START DATASET CONTENT

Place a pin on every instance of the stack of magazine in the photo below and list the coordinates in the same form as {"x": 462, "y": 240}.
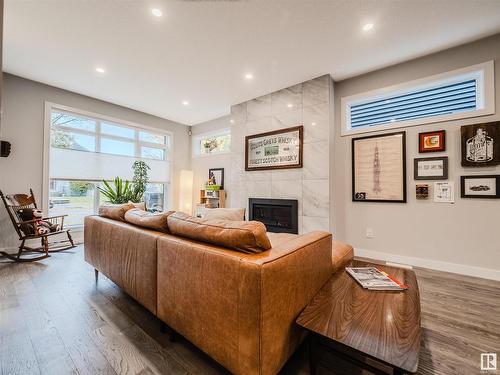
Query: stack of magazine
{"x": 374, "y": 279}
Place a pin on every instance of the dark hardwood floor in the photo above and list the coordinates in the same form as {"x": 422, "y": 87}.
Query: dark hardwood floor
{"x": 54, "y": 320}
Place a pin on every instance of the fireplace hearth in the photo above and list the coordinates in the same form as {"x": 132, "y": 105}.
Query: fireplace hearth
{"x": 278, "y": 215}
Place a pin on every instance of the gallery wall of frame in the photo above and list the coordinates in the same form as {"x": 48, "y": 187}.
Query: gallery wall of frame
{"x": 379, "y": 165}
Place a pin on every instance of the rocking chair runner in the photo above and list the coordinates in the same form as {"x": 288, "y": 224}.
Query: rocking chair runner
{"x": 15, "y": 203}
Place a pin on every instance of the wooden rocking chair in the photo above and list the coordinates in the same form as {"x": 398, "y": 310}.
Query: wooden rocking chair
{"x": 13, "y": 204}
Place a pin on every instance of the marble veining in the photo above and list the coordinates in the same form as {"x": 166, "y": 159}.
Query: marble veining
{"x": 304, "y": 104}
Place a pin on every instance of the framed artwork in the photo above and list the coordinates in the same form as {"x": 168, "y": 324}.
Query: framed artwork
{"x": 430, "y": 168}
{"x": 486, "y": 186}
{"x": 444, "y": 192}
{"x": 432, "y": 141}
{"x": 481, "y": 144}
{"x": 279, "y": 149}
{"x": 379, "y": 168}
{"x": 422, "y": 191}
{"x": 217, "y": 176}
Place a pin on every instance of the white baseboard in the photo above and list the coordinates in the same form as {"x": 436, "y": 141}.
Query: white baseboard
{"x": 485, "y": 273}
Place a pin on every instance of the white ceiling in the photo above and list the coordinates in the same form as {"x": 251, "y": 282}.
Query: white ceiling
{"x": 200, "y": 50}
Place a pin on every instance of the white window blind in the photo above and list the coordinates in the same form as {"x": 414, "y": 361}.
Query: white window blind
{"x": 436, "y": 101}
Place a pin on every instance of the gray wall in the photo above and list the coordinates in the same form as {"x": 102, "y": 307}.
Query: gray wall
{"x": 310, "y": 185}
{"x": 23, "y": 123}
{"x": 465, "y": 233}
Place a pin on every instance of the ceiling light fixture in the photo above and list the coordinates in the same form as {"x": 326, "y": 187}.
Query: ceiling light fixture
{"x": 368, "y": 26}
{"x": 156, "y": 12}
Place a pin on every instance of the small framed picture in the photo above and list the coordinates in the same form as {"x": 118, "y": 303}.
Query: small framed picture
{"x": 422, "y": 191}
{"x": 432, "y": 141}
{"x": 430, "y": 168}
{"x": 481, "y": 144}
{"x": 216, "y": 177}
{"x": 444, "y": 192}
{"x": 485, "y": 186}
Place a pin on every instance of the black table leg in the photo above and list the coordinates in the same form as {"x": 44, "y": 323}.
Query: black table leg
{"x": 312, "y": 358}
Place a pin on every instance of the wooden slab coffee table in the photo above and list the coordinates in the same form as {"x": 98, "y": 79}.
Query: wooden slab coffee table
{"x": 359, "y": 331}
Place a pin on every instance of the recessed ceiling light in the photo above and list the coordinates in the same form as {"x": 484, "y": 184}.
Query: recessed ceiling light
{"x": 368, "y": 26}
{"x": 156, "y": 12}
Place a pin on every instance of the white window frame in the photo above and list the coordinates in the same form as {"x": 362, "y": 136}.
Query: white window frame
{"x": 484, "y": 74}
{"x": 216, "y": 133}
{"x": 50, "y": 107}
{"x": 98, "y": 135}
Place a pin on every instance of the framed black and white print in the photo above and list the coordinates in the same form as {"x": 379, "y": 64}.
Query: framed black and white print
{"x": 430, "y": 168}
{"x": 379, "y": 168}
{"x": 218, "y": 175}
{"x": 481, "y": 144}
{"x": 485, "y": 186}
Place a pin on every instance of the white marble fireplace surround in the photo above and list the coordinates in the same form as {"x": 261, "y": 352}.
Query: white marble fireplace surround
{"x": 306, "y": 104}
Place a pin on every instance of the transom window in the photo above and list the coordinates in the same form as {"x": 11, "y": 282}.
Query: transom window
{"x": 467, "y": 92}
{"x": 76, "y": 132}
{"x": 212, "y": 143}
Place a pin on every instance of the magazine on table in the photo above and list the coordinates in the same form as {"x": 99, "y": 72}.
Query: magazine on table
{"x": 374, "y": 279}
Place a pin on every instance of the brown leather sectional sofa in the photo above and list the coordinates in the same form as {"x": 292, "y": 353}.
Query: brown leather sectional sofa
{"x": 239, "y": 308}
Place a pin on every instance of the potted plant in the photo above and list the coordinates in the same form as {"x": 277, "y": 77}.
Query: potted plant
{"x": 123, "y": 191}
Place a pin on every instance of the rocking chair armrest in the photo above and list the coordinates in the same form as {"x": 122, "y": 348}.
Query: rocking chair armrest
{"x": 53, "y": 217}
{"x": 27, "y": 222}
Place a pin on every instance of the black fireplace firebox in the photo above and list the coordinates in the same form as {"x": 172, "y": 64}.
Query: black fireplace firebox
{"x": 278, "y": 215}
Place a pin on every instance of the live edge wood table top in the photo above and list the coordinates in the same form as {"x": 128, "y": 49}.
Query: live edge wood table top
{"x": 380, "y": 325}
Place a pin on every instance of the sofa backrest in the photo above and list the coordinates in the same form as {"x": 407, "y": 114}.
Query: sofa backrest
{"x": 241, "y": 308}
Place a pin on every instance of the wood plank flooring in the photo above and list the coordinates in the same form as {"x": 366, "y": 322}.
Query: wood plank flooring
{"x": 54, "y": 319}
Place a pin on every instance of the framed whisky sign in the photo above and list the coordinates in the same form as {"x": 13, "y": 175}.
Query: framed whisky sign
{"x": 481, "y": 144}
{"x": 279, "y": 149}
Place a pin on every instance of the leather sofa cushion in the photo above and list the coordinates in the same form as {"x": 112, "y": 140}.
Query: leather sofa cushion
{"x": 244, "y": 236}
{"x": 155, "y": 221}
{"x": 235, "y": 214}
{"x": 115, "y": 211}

END DATASET CONTENT

• _REQUIRED WORK_
Without the pictures, restate all of the entries above verbatim.

• _RESULT BELOW_
Place a pin on every instance of the stack of magazine in the photo below and list the coordinates in the same form as {"x": 462, "y": 240}.
Query: stack of magazine
{"x": 374, "y": 279}
Place a pin on every instance of the dark hardwood floor in the photo above and list the coordinates in the same form as {"x": 422, "y": 87}.
Query: dark hardwood floor
{"x": 54, "y": 320}
Place a pin on every instance of the fireplace hearth in the photo above and list the coordinates in the same form as {"x": 132, "y": 105}.
Query: fireplace hearth
{"x": 278, "y": 215}
Place a pin on every instance of the gallery wall of frame in the photo above and list the coordinates in the same form as {"x": 48, "y": 187}.
Query: gallery wall of frame
{"x": 379, "y": 165}
Place a pin on every instance of the rocking chair runner in the photo above and list the coordinates in the same form as {"x": 288, "y": 224}.
Query: rocking chair runner
{"x": 15, "y": 203}
Place a pin on every instance of the wooden rocking chair in the photo above and list the coordinates in the same form as {"x": 398, "y": 310}.
Query: wooden rocking chair
{"x": 13, "y": 204}
Place a pin on every instance of the marble veining in the photo above and list the coordinates in the same form as {"x": 166, "y": 159}.
Query: marble veining
{"x": 304, "y": 104}
Place a pin on every instance of the framed artwork in the photo above and list the coordinates in the same form as {"x": 168, "y": 324}.
Query: framed artwork
{"x": 430, "y": 168}
{"x": 486, "y": 186}
{"x": 444, "y": 192}
{"x": 432, "y": 141}
{"x": 481, "y": 144}
{"x": 279, "y": 149}
{"x": 379, "y": 168}
{"x": 422, "y": 191}
{"x": 217, "y": 176}
Place a pin on every instance of the white baseboard in the photo above and list the coordinates in the same form as {"x": 436, "y": 141}.
Query: white baseboard
{"x": 485, "y": 273}
Place a pin on every instance of the white ceiling in the photo above and list the coordinates in the same form as {"x": 251, "y": 282}.
Query: white ceiling
{"x": 200, "y": 50}
Place a pin on every instance of the white window blind in the photo above and list the coordinates in the same form as {"x": 414, "y": 361}.
Query: white window blind
{"x": 436, "y": 101}
Place a pin on every instance of the gray wall in the photo above and list the coordinates in the same form as {"x": 102, "y": 307}.
Query: gray wall
{"x": 310, "y": 185}
{"x": 23, "y": 123}
{"x": 465, "y": 233}
Place a pin on every instance of the ceiling light fixture in the photo above and list the coordinates in the same form as {"x": 326, "y": 187}.
Query: ceiling light fixture
{"x": 368, "y": 26}
{"x": 156, "y": 12}
Place a pin on every instance of the small framed picture in the photo above and list the coordinates in the same form as {"x": 118, "y": 303}.
Query: small framed picture
{"x": 422, "y": 191}
{"x": 432, "y": 141}
{"x": 430, "y": 168}
{"x": 481, "y": 144}
{"x": 216, "y": 177}
{"x": 444, "y": 192}
{"x": 485, "y": 186}
Place a pin on every instance of the black table leg in the photo above and list the coordinates in the same form as {"x": 44, "y": 323}.
Query: black table leg
{"x": 312, "y": 358}
Place a pin on every instance of the wooden slab coffee table in the photo above and list the coordinates in the same form as {"x": 98, "y": 79}.
Query: wooden slab coffee table
{"x": 359, "y": 331}
Place a pin on every instance of the recessed ceiling light in the photo above and list the coordinates in the same form as {"x": 484, "y": 184}.
Query: recessed ceiling light
{"x": 368, "y": 26}
{"x": 156, "y": 12}
Place a pin on every instance of the white window frame in the photo above and list the coordinates in the same form as {"x": 362, "y": 136}.
Query: white window frame
{"x": 484, "y": 74}
{"x": 216, "y": 133}
{"x": 50, "y": 107}
{"x": 98, "y": 135}
Place a pin on every instance of the framed black and white print in the photo above and list the coordinates in the same form as {"x": 379, "y": 64}.
Query: framed black and white print
{"x": 430, "y": 168}
{"x": 379, "y": 168}
{"x": 218, "y": 175}
{"x": 481, "y": 144}
{"x": 485, "y": 186}
Place a pin on every instance of the white marble fireplace surround in the photo above and list the coordinates in the same form as {"x": 261, "y": 352}.
Query: white marble fireplace surround
{"x": 306, "y": 104}
Place a pin on every instance of the transom window in the photo above and list the coordinates in the same form as {"x": 11, "y": 282}.
Query: transom window
{"x": 467, "y": 92}
{"x": 76, "y": 132}
{"x": 212, "y": 143}
Place a pin on every instance of the magazine on table in the photo above and list the coordinates in the same form as {"x": 99, "y": 72}.
Query: magazine on table
{"x": 374, "y": 279}
Place a pin on every instance of the brown leather sectional sofa in the photo above and list the coordinates in the same form as {"x": 292, "y": 353}.
Query: brown leather sectional sofa
{"x": 239, "y": 308}
Place a pin on every instance of the potted plant in the photo above and list the coordinates in the same form as {"x": 277, "y": 77}.
Query: potted plant
{"x": 123, "y": 191}
Place a pin on every instance of the rocking chair armrest in the photo above and list the coordinates in the same form as {"x": 122, "y": 348}.
Query: rocking chair armrest
{"x": 53, "y": 217}
{"x": 27, "y": 222}
Place a pin on every instance of the black fireplace firebox in the photo above and list the coordinates in the same form as {"x": 172, "y": 64}.
Query: black fireplace firebox
{"x": 278, "y": 215}
Place a pin on every instance of the live edge wood table top in the photo above and list the coordinates in the same form as {"x": 128, "y": 49}.
Query: live edge wood table top
{"x": 380, "y": 325}
Place a pin on every instance of the sofa backrest in the photo above and list the coordinates in the same form as {"x": 407, "y": 114}.
Query: sofa backrest
{"x": 241, "y": 308}
Place a pin on every instance of the wood plank flooring in the photo above and list the coordinates in the same form as {"x": 366, "y": 322}.
Query: wood plank flooring
{"x": 54, "y": 319}
Place a pin on every instance of the framed whisky sign in the photo above and list the coordinates in the same form as {"x": 13, "y": 175}.
Query: framed whisky sign
{"x": 481, "y": 144}
{"x": 279, "y": 149}
Place a pin on every instance of the leather sofa cushion in the photo above and list the coordinates in the same form as {"x": 112, "y": 140}.
Query: leather sofa cushion
{"x": 244, "y": 236}
{"x": 155, "y": 221}
{"x": 235, "y": 214}
{"x": 115, "y": 211}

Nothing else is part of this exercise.